DO THIS: Continue the passage on executive and employee incentive compensation, picking up right after its last sentence.

Executive and Employee Incentive Compensation

  1. Stock options and incentive compensation plans must have the overriding purpose of motivating corporate personnel and should, by design, encourage long-term behavior in opposition to short-term behavior. It is not in the interests of shareholders, employees or the companies to support unnecessarily high compensation costs, as this will result in making the companies uncompetitive with consumers and providers of capital. To insure that such plans are aligned with shareholders’ interest, attention should be paid to corporate performance. Exceptions may be made when pertinent information is unavailable or when legal requirements do not permit execution of this principle.

    • CalSTRS believes that shareholders should have the right to review and decide on all equity-based compensation plans and that, failing shareholder approval, such plans should not be implemented. CalSTRS believes that this standard should not only apply to companies whose shares are listed on exchanges, but to OTC companies as well. CalSTRS supports a more egalitarian distribution of incentive compensation among employees, but insists that the total compensation cost to shareholders be reasonable.


    • When reviewing stock options and incentive compensation plans, the Fund will pay careful attention to the net dilution that will be suffered by shareholders as a result of the plans’ implementation. This dilution calculation will be based on the Capital Asset Pricing Model and will have as its components, the risk-free rate of return in evidence at the time the plan is being reviewed, the equity risk premium in evidence at the time the plans is being reviewed and the stock’s beta.  The CAPM return for the company would be the sum of the risk-free rate plus the equity risk premium, multiplied by the beta and reduced by whatever the dividend yield is on the stock. When the options are exercised and the company gets to deduct the gain on exercise and the company’s marginal tax rate is considered, the company’s cash flow and profit should increase by some multiple of the gain and the tax rate.

DATASET EXCERPTS:

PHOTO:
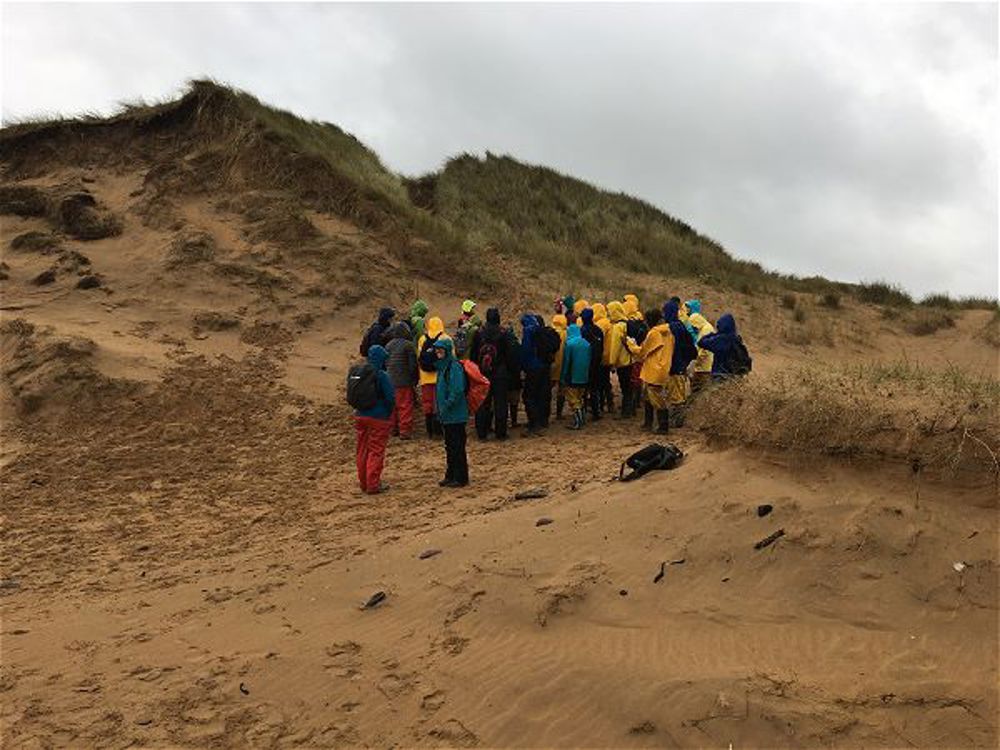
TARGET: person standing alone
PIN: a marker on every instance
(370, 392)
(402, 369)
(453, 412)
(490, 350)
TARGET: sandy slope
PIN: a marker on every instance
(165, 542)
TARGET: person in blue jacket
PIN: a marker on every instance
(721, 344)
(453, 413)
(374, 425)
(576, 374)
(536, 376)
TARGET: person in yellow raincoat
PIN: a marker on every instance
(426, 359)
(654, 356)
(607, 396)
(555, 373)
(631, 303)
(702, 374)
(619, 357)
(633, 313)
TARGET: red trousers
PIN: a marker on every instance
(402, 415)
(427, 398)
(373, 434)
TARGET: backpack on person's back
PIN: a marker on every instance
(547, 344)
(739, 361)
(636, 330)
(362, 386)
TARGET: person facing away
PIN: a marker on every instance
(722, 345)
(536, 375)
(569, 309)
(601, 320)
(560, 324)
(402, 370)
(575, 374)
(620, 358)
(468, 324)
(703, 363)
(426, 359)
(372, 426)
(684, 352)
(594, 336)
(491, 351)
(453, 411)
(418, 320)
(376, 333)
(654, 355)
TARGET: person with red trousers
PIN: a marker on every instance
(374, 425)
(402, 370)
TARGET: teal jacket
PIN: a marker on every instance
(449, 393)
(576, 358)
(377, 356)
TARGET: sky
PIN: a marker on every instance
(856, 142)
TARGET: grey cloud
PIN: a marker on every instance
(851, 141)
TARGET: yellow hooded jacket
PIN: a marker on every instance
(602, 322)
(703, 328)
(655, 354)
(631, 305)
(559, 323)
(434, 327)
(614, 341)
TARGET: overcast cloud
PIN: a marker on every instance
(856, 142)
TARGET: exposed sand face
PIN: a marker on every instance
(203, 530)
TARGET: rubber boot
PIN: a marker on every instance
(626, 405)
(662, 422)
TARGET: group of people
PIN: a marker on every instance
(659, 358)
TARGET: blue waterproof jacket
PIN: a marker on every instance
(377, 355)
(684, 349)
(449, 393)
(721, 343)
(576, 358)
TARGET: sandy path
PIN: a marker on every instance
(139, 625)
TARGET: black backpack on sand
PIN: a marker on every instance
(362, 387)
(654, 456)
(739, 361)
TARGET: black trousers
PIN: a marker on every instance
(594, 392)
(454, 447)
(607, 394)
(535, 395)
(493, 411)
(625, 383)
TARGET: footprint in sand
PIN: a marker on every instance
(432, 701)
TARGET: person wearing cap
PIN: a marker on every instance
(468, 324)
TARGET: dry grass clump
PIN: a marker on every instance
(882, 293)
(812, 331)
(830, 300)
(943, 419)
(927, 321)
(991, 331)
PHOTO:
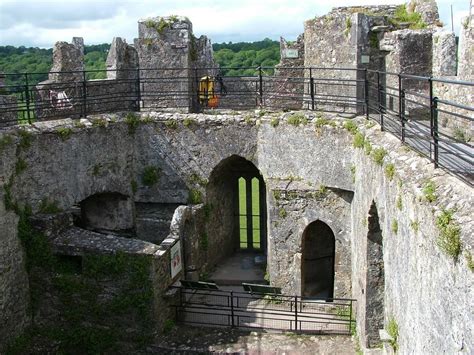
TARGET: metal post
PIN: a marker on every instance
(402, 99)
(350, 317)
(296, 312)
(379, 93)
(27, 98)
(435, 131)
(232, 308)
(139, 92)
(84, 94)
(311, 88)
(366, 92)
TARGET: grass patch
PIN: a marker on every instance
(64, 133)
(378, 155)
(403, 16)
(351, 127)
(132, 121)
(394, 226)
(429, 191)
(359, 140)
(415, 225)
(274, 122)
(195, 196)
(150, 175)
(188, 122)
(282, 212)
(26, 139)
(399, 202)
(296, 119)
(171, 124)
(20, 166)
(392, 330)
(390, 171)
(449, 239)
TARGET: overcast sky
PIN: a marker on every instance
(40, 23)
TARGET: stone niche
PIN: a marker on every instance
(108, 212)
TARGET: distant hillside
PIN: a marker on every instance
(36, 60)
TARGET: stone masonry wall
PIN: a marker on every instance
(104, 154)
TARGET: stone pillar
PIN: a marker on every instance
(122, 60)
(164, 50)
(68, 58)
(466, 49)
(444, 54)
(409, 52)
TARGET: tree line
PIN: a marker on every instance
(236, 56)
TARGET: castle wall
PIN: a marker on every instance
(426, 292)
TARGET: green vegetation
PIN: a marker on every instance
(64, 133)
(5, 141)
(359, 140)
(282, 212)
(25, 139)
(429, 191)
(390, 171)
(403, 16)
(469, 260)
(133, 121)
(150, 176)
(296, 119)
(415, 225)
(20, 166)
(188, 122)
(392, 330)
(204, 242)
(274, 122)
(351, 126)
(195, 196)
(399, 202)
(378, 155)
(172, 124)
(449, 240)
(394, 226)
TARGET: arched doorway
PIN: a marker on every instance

RESULT FOR THIS EXERCISE:
    • On exercise, once consideration has been received for the options shares, the company can use it to buy back additional shares. The net dilution will be the difference between the original grant and the shares that the company buys back. This model would account for risk; options in risky stocks are worth more and will cost shareholders more than options in less risky stocks; net dilution on higher beta stocks will be higher than the net dilution experienced on lower beta stocks. In-the-money options will produce higher net dilution than the same number of out-of-the-money options or indexed options.  


    • CalSTRS will favor the establishment of Non-Qualified Stock Option (NQSO)) over Incentive Stock Options, because NQSOs are more advantageous to shareholders in that the gains derived from them are deductible by the issuing corporation. CalSTRS intends to apply the broad-based equity compensation standard to the companies that annually constitute the Russell 1000 Index. CalSTRS will not support any equity compensation plans where shareholders will suffer greater than 20 percent net dilution, or where greater than five percent of the total equity compensation granted is to the top five executive officers. When companies are presenting the performance metrics that will be used for these equity compensation plans, such measures should be easily identifiable and have validity for shareholders; at a minimum, growth in earnings per share, return on equity and total return should be included as performance measures. Additionally, there should be threshold levels in any equity compensation plan and they should be clearly explained in the proxy statement and the plan document that is provided when such plans are presented for approval. This means there must be some level of performance for which employees will receive no reward.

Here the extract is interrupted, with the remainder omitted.